**TO DO**
Collect every line in the rows below that contains the word "jacket", and copy each of those lines.

(Data records)
· · · ·
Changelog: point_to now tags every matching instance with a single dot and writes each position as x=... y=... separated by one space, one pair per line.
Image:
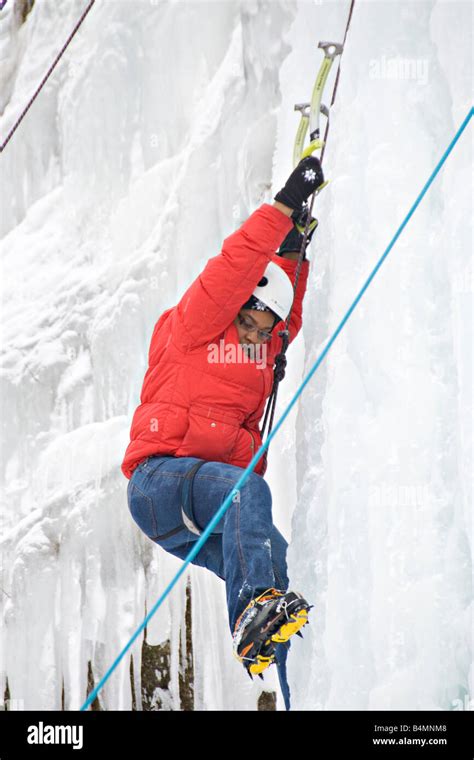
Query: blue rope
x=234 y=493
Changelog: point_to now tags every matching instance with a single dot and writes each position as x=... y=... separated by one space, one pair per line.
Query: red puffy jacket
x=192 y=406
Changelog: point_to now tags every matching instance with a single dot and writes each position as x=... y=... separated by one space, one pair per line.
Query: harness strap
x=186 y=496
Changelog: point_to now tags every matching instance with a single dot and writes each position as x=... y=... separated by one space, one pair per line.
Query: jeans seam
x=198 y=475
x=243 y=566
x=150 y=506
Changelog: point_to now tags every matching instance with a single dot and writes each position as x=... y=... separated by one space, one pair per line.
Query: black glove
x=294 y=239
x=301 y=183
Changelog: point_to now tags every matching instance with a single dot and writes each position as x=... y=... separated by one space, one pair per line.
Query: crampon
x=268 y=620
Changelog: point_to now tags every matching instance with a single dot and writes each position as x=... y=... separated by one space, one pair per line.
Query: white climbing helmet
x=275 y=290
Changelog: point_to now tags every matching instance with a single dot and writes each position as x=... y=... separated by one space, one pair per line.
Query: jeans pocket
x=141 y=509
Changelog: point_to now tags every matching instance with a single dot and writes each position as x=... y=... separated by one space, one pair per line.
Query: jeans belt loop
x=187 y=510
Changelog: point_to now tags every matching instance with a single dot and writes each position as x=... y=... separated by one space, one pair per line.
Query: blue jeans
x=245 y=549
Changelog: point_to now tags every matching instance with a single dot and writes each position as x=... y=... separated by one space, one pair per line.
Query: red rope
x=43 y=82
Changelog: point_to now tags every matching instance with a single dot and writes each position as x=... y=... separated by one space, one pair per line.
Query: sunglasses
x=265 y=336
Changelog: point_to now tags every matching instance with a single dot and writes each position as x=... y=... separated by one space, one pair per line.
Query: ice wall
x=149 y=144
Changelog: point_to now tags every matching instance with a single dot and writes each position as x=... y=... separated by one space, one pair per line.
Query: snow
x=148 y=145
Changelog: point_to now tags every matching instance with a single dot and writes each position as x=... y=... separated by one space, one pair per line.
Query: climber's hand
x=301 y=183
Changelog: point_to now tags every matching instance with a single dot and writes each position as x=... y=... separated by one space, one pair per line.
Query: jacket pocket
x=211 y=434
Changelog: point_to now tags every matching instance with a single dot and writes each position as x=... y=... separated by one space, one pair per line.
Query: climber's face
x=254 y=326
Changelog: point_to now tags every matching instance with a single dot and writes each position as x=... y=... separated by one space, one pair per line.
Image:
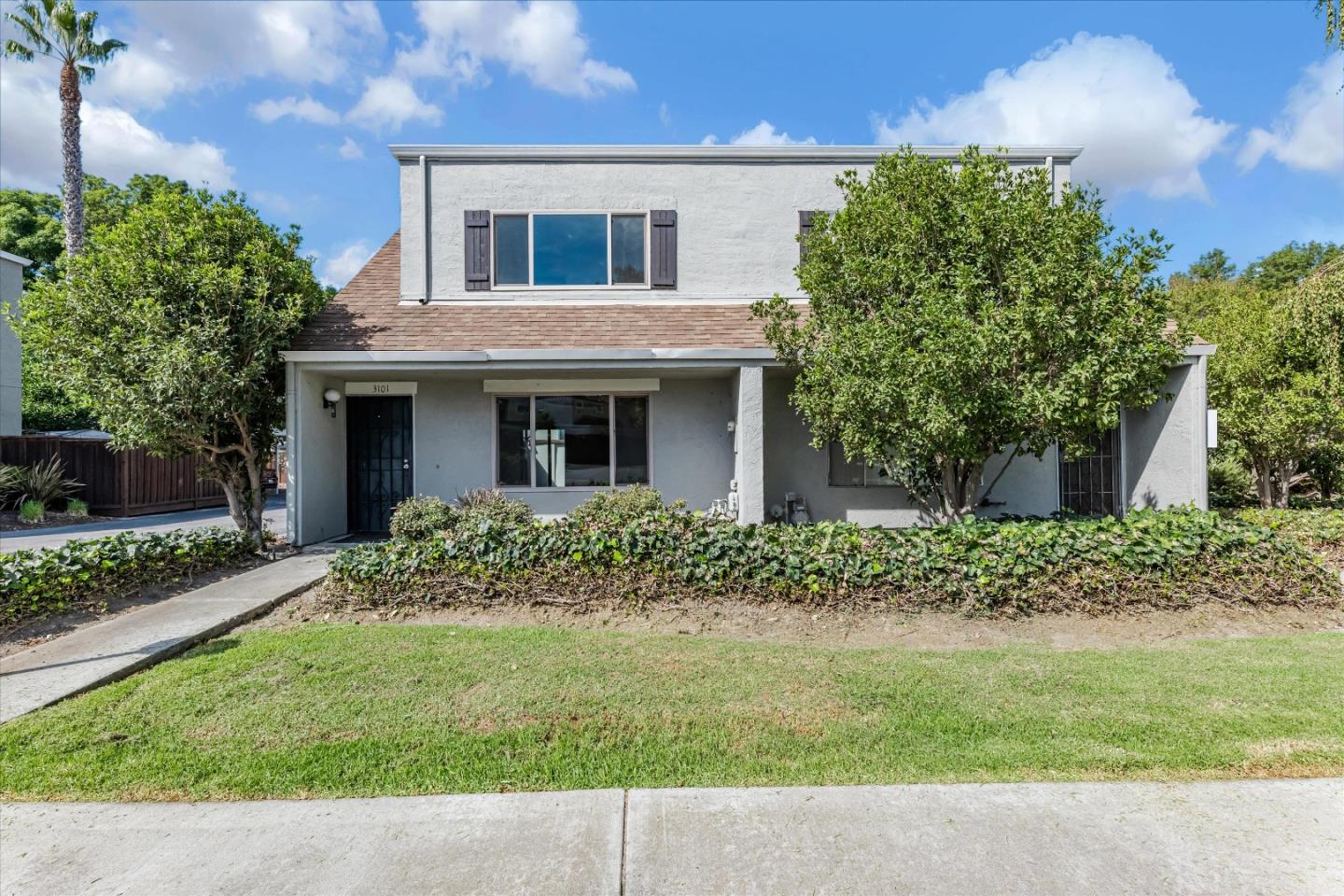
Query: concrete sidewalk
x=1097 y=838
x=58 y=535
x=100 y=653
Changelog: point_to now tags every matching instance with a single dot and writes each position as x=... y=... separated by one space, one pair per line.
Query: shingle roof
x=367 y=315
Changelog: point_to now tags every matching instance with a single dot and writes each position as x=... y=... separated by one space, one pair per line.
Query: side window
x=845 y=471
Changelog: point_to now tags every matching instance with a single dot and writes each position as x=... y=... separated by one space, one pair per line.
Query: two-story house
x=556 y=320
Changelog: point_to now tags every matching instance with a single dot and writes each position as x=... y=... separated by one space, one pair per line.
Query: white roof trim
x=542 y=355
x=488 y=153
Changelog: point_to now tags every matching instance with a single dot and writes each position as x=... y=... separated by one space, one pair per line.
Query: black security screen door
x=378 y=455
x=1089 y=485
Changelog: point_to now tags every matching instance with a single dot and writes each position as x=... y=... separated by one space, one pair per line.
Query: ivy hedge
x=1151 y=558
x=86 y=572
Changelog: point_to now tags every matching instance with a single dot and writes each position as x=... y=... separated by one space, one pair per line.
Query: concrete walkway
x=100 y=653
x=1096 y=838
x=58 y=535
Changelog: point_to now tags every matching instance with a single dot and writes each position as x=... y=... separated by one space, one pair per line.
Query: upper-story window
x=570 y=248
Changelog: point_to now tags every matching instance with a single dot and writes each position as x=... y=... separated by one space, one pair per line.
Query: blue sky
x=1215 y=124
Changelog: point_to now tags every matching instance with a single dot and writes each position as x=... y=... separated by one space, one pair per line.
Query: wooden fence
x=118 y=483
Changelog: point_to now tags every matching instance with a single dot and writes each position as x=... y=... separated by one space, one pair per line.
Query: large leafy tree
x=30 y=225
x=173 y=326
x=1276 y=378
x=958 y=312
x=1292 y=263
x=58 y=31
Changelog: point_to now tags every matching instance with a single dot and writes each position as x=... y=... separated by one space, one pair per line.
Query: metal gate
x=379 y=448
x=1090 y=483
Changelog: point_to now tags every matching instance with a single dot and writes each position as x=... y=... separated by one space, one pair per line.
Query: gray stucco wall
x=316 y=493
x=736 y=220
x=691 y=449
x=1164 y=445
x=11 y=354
· · · ·
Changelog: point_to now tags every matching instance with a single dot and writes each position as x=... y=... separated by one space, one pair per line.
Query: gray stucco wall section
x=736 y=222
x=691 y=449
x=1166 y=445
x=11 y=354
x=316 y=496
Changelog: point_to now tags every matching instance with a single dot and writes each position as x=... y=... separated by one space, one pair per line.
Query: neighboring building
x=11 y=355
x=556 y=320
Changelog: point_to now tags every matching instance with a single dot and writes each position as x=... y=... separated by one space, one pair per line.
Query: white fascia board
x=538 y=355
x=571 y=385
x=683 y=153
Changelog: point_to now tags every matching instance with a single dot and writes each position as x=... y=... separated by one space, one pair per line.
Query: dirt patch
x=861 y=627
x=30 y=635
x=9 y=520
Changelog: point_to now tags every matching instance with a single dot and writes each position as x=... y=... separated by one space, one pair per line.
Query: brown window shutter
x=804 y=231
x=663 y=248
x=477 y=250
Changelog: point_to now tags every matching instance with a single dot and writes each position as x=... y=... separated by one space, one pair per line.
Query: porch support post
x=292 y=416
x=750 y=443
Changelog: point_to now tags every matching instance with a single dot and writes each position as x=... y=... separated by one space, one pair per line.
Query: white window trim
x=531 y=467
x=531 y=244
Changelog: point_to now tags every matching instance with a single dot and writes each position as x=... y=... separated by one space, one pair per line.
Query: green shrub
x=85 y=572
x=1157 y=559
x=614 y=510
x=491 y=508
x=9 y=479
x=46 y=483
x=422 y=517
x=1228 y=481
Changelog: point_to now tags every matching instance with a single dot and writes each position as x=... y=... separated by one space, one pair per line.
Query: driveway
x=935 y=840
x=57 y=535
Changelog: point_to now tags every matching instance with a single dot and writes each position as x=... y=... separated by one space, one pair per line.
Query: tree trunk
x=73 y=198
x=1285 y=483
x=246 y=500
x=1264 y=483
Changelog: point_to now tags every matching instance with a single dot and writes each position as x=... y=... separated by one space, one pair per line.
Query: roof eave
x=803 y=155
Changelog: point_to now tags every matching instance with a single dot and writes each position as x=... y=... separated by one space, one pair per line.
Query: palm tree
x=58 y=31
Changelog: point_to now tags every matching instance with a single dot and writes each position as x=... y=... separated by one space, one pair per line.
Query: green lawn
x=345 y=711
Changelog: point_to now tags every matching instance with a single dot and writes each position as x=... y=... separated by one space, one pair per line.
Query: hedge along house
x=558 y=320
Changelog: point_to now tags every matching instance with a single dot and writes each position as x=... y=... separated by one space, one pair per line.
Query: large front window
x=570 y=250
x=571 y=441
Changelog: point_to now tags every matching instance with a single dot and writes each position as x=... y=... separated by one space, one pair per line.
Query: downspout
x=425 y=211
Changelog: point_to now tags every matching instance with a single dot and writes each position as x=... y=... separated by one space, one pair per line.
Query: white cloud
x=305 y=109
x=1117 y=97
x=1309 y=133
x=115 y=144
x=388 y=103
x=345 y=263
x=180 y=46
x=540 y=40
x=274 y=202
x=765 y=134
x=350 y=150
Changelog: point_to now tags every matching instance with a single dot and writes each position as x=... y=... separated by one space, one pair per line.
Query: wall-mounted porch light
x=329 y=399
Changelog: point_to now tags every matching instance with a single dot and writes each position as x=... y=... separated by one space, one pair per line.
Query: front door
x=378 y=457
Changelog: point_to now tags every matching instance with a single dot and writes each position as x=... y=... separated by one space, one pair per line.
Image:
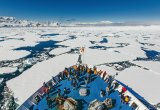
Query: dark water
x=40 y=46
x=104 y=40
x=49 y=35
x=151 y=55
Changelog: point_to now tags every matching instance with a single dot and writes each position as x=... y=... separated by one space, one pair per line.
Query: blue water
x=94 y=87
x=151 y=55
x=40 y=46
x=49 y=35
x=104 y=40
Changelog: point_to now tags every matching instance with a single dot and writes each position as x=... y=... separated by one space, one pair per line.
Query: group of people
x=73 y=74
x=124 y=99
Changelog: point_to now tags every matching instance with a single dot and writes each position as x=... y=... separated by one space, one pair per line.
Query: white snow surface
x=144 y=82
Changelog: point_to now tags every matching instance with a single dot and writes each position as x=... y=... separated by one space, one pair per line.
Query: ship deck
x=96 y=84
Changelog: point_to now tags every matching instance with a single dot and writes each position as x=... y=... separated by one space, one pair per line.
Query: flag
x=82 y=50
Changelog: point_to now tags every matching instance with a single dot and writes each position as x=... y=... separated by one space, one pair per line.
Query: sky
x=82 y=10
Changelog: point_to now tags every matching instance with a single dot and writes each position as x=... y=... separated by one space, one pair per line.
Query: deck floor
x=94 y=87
· · · ·
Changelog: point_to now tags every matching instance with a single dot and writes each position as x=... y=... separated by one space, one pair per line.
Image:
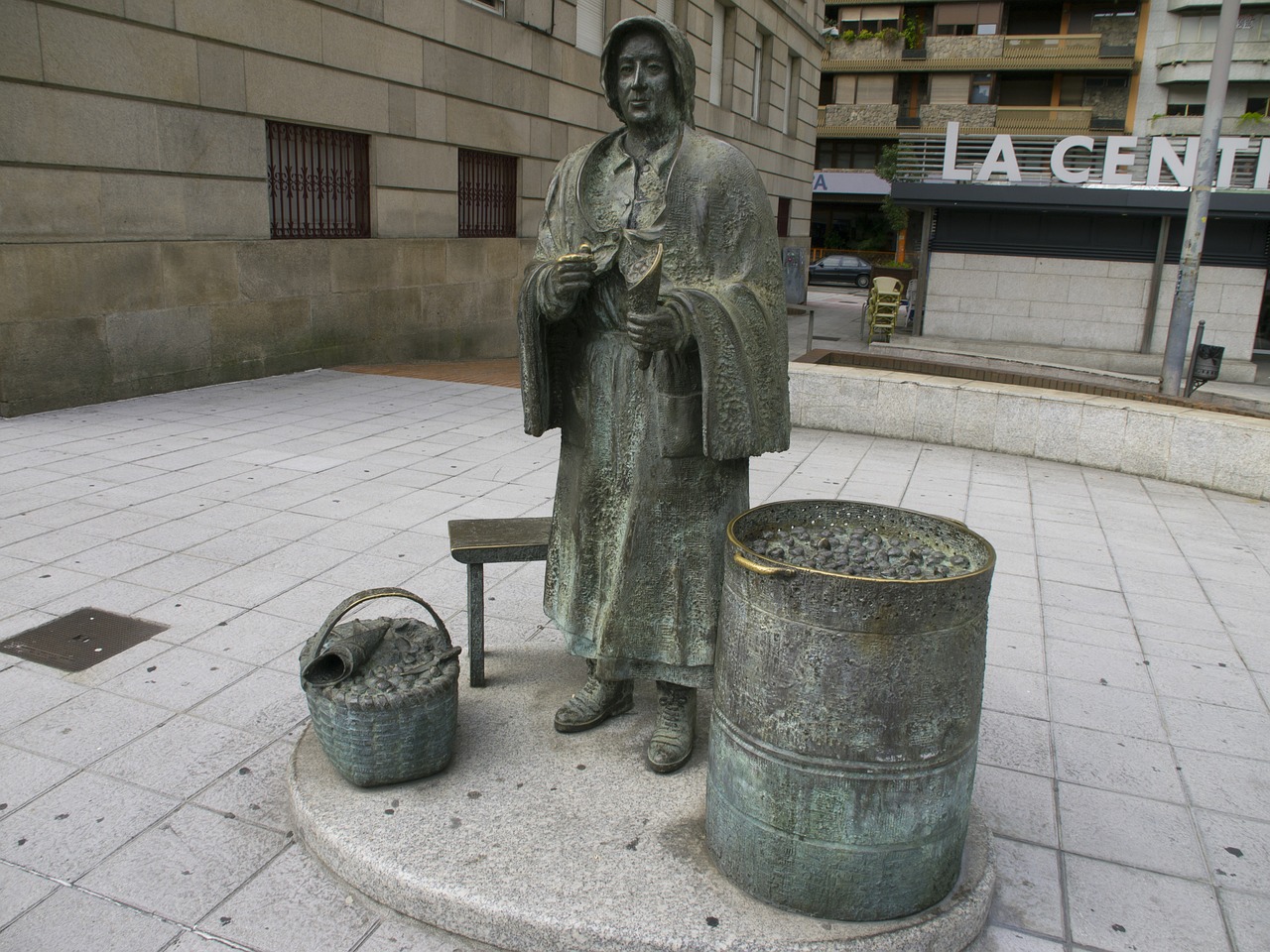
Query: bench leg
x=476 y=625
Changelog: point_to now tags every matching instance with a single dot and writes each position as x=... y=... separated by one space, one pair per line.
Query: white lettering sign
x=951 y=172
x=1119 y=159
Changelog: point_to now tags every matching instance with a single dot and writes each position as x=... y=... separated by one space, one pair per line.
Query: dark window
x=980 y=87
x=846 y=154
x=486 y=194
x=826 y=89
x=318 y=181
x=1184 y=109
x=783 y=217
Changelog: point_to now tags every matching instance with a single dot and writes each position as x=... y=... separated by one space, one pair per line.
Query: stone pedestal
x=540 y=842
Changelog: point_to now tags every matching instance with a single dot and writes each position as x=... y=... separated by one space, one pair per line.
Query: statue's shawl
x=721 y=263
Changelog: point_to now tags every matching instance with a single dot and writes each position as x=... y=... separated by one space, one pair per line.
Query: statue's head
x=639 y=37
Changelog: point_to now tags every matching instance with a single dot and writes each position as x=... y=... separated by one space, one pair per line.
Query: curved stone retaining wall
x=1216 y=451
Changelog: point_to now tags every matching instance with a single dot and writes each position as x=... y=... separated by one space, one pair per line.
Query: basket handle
· · · ·
**EXERCISE RESULT**
Query: red puffy jacket
Query: jacket pocket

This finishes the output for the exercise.